_Page excerpt:_
The incidents of students bringing weapons to school in
order to kill classmates and teachers have become so common that it suggests a
fad has emerged. Malcolm Gladwell
addresses this conjecture in an interesting article in The New Yorker: Thresholds of Violence: How school shootings catch on.
In the course of trying to explain the spread of this phenomenon he introduces
the work of the sociologist Mark Granovetter. Granovetter performed
seminal work on the threshold model of collective social behavior. One of his
applications of the model involved an explanation of how generally peaceful
people might get caught up in a riot and act in ways that are not consistent
with their character.
Gladwell uses this type model to study school
shootings. Here the subject will be more
general with threshold models being discussed in the context of wartime
violence. If Granovetter’s logic can
provide insight into how and why humans seem to be capable of mass murder, we
may learn something useful about our innate nature. The default assumption that humans have
inherited a violent nature through thousands of generations of natural selection
is not one to feel good about. One would
hope that our behavior has a more satisfactory explanation. Perhaps there is one.
Most attempts to explain how people perform in a riot
situation are based on the decision process of each individual. Something has caused a participant to do
things he would not normally do.
Granovettor’s approach starts with the assumption that riots are social
interactions, and individuals have thresholds which determine how many people
around them are necessary to participate in some act before they are induced to
participate as well. There will be a
distribution of such thresholds within a population such that at one extreme
there are the few individuals who have zero thresholds and act
spontaneously. At the other extreme, there
will be some who might never participate.
Gladwell provides this example.
“In the elegant theoretical
model Granovetter proposed, riots were started by people with a threshold of
zero—instigators willing to throw a rock through a window at the slightest
provocation. Then comes the person who will throw a rock if someone else goes
first. He has a threshold of one. Next in is the person with the threshold of
two. His qualms are overcome when he sees the instigator and the instigator’s
accomplice….and so on up to the hundredth person, a righteous upstanding
citizen who nonetheless could set his beliefs aside and grab a camera from the
broken window of the electronics store if everyone around
him was grabbing cameras from the electronics store.”
What is driving this response according to the model is a
form of peer pressure. Individuals will
respond differently to peer pressure in various situations, but few people are
left unaffected by it. Humans evolved in
groups, and responses to the constraints and impulses derived from group
dynamics will be part of the natural selection process. The reaction to peer pressure is likely
innate.

_Problems and tasks:_
1. Translate this sentence from the essay on threshold models of violence into Spanish: "What is driving this response according to the model is a form of peer pressure."
2. Carry on the essay on threshold models of violence after its final sentence.
The records play no part in the work here.

_Data shown:_
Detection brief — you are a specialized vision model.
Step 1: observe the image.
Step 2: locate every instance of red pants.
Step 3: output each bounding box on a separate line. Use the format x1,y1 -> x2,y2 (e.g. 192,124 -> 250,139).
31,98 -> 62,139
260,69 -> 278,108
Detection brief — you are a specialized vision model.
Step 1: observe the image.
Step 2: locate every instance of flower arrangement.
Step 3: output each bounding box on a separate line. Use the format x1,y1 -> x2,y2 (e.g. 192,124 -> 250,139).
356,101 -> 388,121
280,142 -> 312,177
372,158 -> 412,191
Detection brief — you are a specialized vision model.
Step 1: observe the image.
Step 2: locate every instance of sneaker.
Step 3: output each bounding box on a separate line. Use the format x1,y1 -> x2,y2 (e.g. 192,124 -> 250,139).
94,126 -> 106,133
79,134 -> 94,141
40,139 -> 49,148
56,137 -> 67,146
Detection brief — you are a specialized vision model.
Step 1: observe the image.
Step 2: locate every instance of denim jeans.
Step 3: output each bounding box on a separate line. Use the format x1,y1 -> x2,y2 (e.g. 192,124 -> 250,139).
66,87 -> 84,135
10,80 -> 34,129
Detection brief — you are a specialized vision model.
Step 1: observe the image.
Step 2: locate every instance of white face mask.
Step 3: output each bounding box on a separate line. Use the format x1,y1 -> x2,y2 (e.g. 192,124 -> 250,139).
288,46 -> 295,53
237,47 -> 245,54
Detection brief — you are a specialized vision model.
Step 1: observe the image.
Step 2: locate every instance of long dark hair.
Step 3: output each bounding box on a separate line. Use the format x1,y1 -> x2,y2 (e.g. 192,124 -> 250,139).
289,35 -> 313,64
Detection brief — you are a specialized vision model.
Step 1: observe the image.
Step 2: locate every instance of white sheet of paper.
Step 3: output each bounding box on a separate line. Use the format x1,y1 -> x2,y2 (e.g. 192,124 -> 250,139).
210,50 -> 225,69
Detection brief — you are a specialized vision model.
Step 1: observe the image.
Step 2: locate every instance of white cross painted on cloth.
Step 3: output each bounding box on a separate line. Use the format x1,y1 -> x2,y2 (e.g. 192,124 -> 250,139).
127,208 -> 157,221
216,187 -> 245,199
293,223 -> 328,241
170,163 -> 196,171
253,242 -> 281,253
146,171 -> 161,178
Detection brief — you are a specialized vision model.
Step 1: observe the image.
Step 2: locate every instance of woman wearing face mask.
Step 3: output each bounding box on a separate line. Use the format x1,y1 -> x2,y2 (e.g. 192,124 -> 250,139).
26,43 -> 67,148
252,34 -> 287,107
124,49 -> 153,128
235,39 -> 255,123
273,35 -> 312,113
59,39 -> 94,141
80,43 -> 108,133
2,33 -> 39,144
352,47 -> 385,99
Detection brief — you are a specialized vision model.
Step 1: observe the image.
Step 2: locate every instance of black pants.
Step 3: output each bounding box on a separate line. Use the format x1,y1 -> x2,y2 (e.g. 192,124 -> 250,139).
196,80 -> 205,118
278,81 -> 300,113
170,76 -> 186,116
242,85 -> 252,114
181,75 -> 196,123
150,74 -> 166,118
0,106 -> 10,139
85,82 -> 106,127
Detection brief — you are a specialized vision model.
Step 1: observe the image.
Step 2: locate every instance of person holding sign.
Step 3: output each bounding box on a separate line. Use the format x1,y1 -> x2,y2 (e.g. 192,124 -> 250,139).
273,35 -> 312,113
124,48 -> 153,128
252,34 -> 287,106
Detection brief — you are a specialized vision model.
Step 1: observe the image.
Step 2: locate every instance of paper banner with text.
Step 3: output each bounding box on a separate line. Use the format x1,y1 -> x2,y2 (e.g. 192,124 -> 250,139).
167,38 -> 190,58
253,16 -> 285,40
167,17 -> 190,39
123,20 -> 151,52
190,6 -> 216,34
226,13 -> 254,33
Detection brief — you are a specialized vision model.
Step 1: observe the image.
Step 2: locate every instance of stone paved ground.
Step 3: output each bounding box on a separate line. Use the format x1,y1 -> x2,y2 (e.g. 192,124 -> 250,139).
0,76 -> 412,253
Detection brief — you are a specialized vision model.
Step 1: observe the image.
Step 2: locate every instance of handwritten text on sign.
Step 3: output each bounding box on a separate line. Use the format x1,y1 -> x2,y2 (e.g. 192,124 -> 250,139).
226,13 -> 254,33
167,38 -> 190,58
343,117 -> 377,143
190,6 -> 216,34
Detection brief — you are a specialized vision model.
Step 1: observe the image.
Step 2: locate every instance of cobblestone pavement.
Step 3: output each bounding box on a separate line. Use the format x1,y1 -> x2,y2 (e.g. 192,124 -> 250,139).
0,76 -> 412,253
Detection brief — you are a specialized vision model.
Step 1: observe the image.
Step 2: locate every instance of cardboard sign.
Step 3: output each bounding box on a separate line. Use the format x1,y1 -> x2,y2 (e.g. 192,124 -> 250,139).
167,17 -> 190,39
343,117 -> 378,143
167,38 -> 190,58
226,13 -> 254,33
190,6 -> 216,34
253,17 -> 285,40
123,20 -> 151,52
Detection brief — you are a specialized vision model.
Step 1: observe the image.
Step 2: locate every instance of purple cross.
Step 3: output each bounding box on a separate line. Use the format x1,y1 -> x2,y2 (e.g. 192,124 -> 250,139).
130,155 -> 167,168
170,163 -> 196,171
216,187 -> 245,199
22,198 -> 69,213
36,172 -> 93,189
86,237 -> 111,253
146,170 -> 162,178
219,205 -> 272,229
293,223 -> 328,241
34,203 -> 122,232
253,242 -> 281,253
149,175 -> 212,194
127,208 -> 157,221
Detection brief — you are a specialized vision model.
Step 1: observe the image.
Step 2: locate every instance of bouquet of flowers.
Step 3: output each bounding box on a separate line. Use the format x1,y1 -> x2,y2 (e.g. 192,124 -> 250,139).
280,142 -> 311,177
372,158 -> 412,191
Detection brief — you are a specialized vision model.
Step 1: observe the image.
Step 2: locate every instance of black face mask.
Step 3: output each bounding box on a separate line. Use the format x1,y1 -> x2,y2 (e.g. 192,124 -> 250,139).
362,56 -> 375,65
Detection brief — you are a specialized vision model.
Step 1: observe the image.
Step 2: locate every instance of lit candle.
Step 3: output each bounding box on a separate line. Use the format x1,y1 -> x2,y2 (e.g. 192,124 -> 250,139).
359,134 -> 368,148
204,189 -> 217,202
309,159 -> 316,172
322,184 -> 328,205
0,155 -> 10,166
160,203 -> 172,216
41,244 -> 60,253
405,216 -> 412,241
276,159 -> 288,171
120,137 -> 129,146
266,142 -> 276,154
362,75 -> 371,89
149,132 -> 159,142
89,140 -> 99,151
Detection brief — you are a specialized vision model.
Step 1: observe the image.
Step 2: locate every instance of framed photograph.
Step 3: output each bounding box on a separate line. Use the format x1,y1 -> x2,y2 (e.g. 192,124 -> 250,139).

_The answers:_
1. Lo que impulsa esta respuesta, según el modelo, es una forma de presión de grupo.

2.
World War II was associated with violence at a level and
a scale that defy comprehension. The
killing of the Jews in the Holocaust is the prime example, but only encompasses
about half of the noncombatants who were murdered in Eastern Europe in the
lands between Hitler’s Germany and Stalin’s Russia. The death camp of Auschwitz is the symbol of
Nazi atrocities and provides the example of industrial efficiency in killing
human beings. The more common approach
to murder was even more efficient, but much more personal. Most Jews were killed in the regions in which
they lived. One common practice was to
herd people into a building and set the structure on fire while shooting any
that tried to escape. Another was to have the victims dig a trench, confiscate
their valuables, and shoot them at the edge of the trench so they fell into
it. Subsequent rows of victims were
brought in and executed in the same fashion until the ditch was full. There was nothing industrial about this
process. One set of human beings spent
the day shooting other human beings. Can
such practices be consistent with sane human behavior? Rabid anti-Semitism can’t be the entire answer
because non-Jewish groups were subjected to the same treatment if the ire of
the Nazis was aroused. By what mechanism
could people with no history of violence become mass murderers?
Consider an incident described by Niall Ferguson in his
book War of the World: Twentieth-Century Conflict and the Descent of the West.
German Reserve Battalion 101 arrived for duty at a small town in eastern
Poland. It was assigned the task of
eliminating a group of Jews that had been assembled. The healthy males were to be sent to slave
labor camps, while the remainder, “the sick, the elderly, the women and
children,” were to be taken into the forest and shot.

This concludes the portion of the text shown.